#### Dataset records
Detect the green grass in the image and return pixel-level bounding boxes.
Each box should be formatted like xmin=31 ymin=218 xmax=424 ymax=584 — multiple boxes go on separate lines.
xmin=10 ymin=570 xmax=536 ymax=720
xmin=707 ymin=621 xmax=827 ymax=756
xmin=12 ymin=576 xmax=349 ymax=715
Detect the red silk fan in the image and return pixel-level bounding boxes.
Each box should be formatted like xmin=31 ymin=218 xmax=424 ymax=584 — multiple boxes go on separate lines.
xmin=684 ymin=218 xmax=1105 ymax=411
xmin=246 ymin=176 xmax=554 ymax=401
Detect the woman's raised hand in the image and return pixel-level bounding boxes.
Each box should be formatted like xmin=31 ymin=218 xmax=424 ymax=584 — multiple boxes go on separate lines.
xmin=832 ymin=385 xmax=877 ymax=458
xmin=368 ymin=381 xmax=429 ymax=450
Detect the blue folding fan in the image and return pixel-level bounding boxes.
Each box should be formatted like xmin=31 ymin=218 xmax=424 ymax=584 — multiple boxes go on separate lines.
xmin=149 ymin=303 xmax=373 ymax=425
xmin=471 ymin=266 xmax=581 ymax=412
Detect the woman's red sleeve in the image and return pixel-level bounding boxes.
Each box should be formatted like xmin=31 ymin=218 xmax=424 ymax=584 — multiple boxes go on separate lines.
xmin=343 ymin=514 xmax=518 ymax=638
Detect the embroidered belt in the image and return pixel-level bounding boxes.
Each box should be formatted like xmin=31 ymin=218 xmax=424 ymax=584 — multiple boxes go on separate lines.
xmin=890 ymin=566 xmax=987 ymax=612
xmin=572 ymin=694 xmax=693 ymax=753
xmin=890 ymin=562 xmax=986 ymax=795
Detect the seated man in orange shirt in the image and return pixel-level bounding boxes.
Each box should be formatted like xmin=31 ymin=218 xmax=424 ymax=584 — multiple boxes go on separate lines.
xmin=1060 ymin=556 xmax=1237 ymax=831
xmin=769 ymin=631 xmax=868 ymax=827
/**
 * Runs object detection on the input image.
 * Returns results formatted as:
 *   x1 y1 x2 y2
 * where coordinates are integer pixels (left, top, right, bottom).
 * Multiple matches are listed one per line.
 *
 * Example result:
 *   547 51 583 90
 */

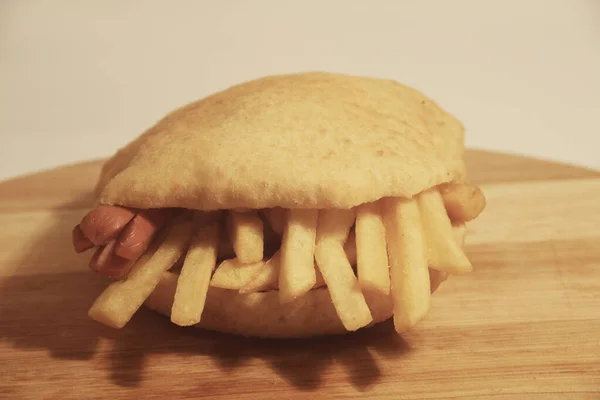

#### Request
Rewrite every line of the records that opens with the line containing "Detect the seated" and closes with the line containing "xmin=769 ymin=631 xmax=868 ymax=827", adding 124 to each box coordinate and leaving every other line unchanged.

#### Response to this task
Detect the seated man in orange shirt in the image and return pixel-level bounding boxes.
Each box should be formatted like xmin=31 ymin=218 xmax=424 ymax=584 — multiple boxes go on separate lines.
xmin=1184 ymin=680 xmax=1361 ymax=955
xmin=893 ymin=755 xmax=992 ymax=951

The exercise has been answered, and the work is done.